── Bacaan ──

Penanganan Kasus Kekerasan Seksual FH UB Dinilai Lamban, Satgas PPKS UB Beri Tanggapan
MALANG-KAV.10 Pada Jum’at (22/3) pukul 16.44, sebuah akun X dengan nama pengguna @Tuntung1906 membuka suara mengenai kekerasan seksual yang dialaminya pada (24/2) dengan pelaku yang merupakan seorang mahasiswa pertukaran pelajar di Fakultas Teknologi Pertanian (FTP), berinisial FZ.
Dalam cuitannya, korban mengatakan bahwa ia sudah melaporkan kasus ini kepada Satuan Tugas Pencegahan dan Penanganan Kekerasan Seksual (Satgas PPKS) UB sejak tanggal (29/3), tetapi tercatat hingga tanggal (13/3) belum ada perkembangan yang signifikan.
Menanggapi hal tersebut, Hemalia selaku Koordinator Divisi Advokasi dan Hukum Satgas PPKS, mengatakan bahwa penanganan yang dilakukan oleh Satgas PPKS UB hingga saat ini masih dalam proses di tahap pemberian rekomendasi sanksi. “Rekomendasi sudah sampai ke dekanat FTP dan pihak dekanat masih mendiskusikan rekomendasi itu dengan jajaran mereka,” katanya.

───

## [Daftar Kegiatan]
1/ Jawablah pertanyaan berikut berdasarkan berita di atas.
(a) Pukul berapa akun X @Tuntung1906 membuka suara pada Jum'at (22/3)?
(b) Di fakultas mana pelaku yang berinisial FZ menjadi mahasiswa pertukaran pelajar?
(c) Apa jabatan Hemalia di Satgas PPKS?
2/ Tuliskan kembali bagian berita yang diawali kata-kata "Dalam cuitannya, korban" dan diakhiri "perkembangan yang signifikan.", persis sama dengan aslinya.

── Data yang Tersedia ──

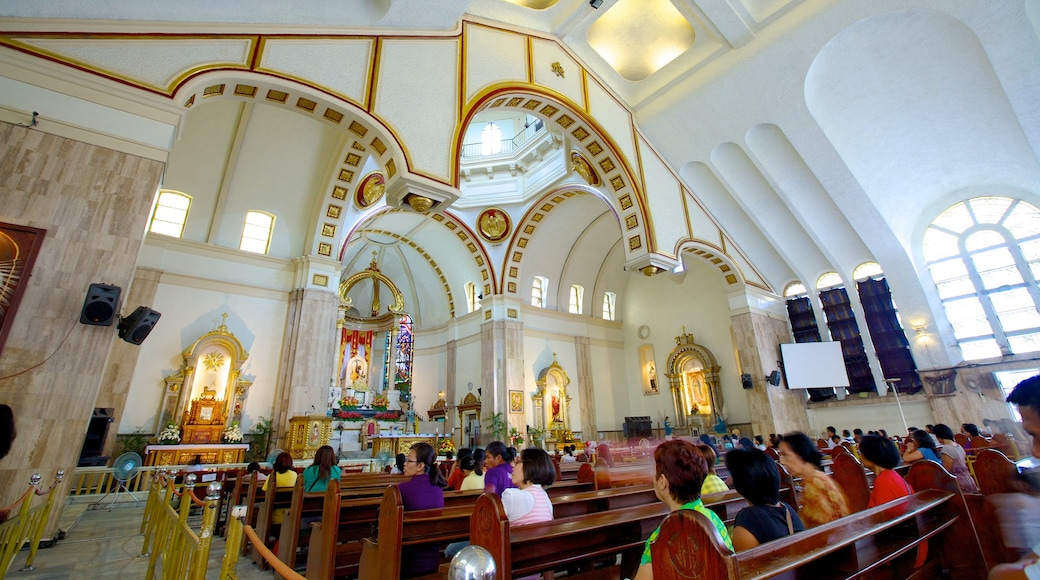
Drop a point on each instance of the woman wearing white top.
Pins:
(473, 474)
(527, 503)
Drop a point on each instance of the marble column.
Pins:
(123, 358)
(308, 358)
(587, 413)
(94, 204)
(501, 354)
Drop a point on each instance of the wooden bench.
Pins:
(577, 542)
(879, 542)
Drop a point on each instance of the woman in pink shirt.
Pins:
(527, 503)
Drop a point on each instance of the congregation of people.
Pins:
(684, 471)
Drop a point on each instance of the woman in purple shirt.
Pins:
(497, 468)
(423, 491)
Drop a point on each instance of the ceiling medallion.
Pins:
(370, 190)
(494, 225)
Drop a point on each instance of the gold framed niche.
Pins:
(693, 379)
(207, 393)
(551, 403)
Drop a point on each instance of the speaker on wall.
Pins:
(101, 306)
(134, 328)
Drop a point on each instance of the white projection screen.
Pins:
(813, 365)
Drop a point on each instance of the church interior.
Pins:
(540, 215)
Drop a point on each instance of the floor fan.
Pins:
(126, 468)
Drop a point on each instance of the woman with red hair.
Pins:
(679, 473)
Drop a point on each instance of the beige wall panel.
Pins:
(94, 204)
(422, 108)
(494, 56)
(665, 198)
(198, 162)
(615, 120)
(282, 169)
(157, 62)
(342, 67)
(700, 223)
(570, 84)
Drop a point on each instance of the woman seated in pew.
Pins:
(756, 477)
(822, 500)
(679, 474)
(283, 476)
(920, 447)
(881, 456)
(456, 475)
(712, 483)
(953, 457)
(472, 474)
(423, 491)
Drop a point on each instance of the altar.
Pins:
(185, 454)
(399, 443)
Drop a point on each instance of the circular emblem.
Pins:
(494, 225)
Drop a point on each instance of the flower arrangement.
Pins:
(233, 435)
(351, 416)
(446, 445)
(348, 402)
(171, 435)
(381, 402)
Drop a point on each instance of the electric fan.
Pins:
(126, 468)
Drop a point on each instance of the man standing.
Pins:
(1027, 396)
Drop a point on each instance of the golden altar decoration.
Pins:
(399, 444)
(208, 391)
(187, 454)
(307, 433)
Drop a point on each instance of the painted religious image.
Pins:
(494, 225)
(516, 401)
(19, 246)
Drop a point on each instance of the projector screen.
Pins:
(813, 365)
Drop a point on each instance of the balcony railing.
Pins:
(507, 147)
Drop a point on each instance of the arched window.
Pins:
(538, 291)
(865, 270)
(491, 139)
(577, 294)
(609, 298)
(829, 280)
(795, 289)
(256, 234)
(171, 213)
(984, 257)
(472, 296)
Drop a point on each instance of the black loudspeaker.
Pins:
(134, 328)
(101, 305)
(775, 378)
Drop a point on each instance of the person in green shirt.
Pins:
(679, 473)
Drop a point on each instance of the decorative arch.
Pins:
(622, 184)
(528, 223)
(693, 378)
(715, 256)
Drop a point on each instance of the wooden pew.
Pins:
(880, 542)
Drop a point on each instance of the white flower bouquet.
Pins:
(171, 435)
(233, 435)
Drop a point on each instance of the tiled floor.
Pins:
(106, 545)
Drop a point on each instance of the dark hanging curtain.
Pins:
(841, 322)
(886, 334)
(803, 323)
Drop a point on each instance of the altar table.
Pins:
(185, 454)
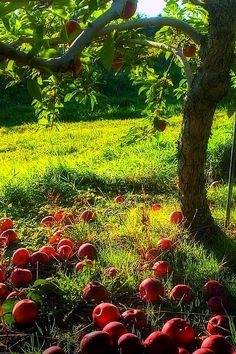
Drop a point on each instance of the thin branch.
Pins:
(176, 51)
(191, 32)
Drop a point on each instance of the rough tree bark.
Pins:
(209, 86)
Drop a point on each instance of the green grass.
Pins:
(83, 165)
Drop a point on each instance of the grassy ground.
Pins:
(82, 165)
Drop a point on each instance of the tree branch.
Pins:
(176, 51)
(191, 32)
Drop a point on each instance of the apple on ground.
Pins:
(151, 290)
(96, 342)
(95, 292)
(115, 329)
(159, 342)
(25, 312)
(105, 313)
(21, 257)
(179, 330)
(129, 343)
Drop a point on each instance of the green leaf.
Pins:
(7, 308)
(34, 89)
(107, 52)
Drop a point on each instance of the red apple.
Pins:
(179, 330)
(115, 329)
(96, 342)
(134, 318)
(129, 9)
(21, 257)
(80, 265)
(159, 342)
(155, 207)
(189, 50)
(95, 292)
(119, 199)
(105, 313)
(48, 221)
(218, 344)
(53, 350)
(203, 351)
(130, 344)
(161, 269)
(87, 216)
(20, 277)
(111, 272)
(87, 250)
(176, 217)
(217, 304)
(219, 325)
(72, 26)
(3, 292)
(165, 244)
(2, 275)
(25, 312)
(10, 235)
(183, 293)
(39, 258)
(213, 288)
(65, 242)
(151, 290)
(65, 252)
(50, 251)
(5, 223)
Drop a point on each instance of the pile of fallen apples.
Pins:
(116, 332)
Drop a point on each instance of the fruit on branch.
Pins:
(218, 344)
(115, 329)
(179, 331)
(176, 217)
(189, 50)
(87, 216)
(183, 293)
(218, 325)
(161, 269)
(159, 342)
(151, 290)
(96, 342)
(20, 277)
(25, 312)
(21, 257)
(95, 291)
(134, 318)
(130, 344)
(105, 313)
(129, 9)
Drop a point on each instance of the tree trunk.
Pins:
(209, 86)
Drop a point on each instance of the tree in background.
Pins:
(56, 45)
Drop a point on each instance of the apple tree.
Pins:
(56, 46)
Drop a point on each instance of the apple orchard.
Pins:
(55, 46)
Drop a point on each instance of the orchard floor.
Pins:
(83, 166)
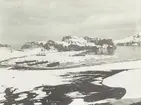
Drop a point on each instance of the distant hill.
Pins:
(75, 43)
(134, 40)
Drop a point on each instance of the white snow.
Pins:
(26, 80)
(78, 102)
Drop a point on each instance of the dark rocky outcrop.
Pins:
(74, 43)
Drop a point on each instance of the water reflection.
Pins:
(82, 82)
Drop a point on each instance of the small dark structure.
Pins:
(53, 64)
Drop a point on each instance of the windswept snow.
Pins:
(26, 80)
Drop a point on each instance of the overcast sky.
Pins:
(31, 20)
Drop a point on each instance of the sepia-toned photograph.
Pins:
(70, 52)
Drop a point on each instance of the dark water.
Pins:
(56, 95)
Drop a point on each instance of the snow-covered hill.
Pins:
(74, 43)
(130, 41)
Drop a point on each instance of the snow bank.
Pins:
(27, 80)
(130, 80)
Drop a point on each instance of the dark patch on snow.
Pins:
(56, 95)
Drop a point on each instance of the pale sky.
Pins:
(32, 20)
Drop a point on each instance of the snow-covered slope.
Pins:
(72, 43)
(130, 41)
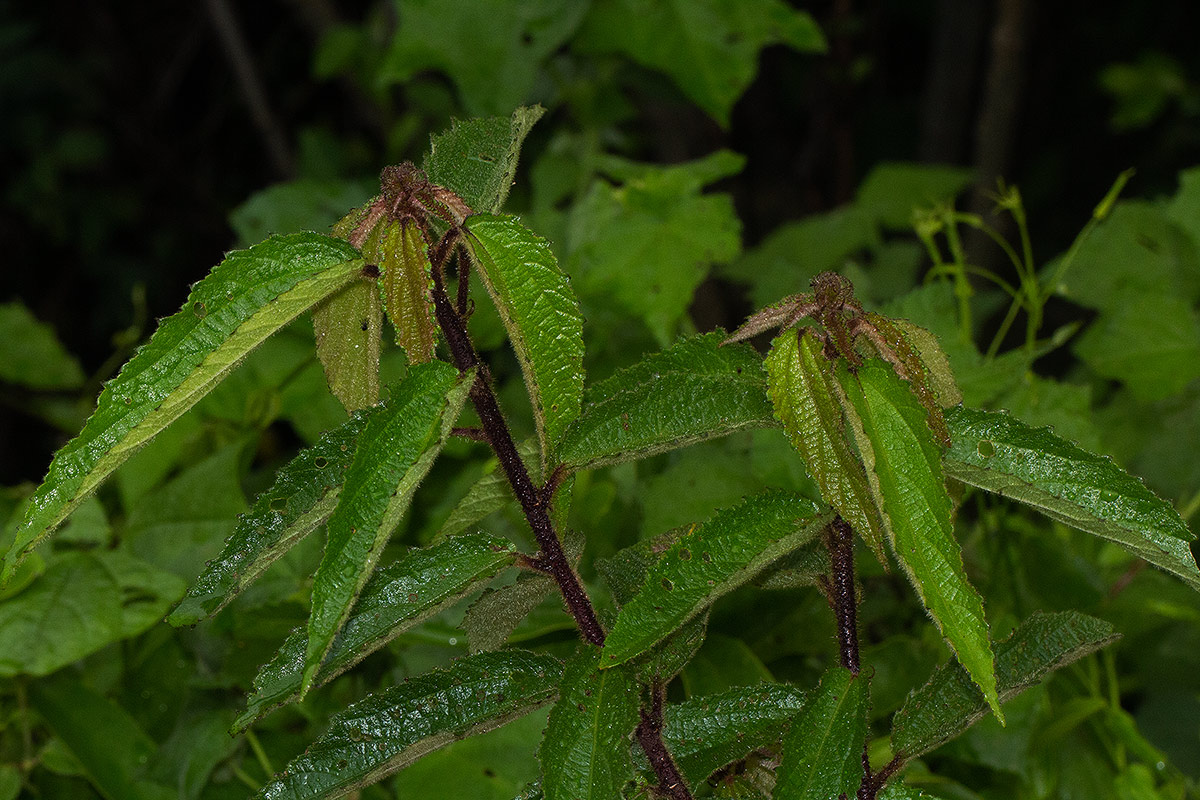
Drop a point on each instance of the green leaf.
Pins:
(395, 727)
(585, 752)
(949, 702)
(304, 494)
(543, 318)
(1078, 488)
(34, 356)
(693, 391)
(709, 561)
(706, 733)
(805, 398)
(823, 749)
(395, 451)
(907, 463)
(709, 48)
(395, 599)
(245, 299)
(478, 158)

───

## [Jawaban Soal]
1/
(a) Pukul 16.44.
(b) Fakultas Teknologi Pertanian (FTP).
(c) Koordinator Divisi Advokasi dan Hukum.

2/
Dalam cuitannya, korban mengatakan bahwa ia sudah melaporkan kasus ini kepada Satuan Tugas Pencegahan dan Penanganan Kekerasan Seksual (Satgas PPKS) UB sejak tanggal (29/3), tetapi tercatat hingga tanggal (13/3) belum ada perkembangan yang signifikan.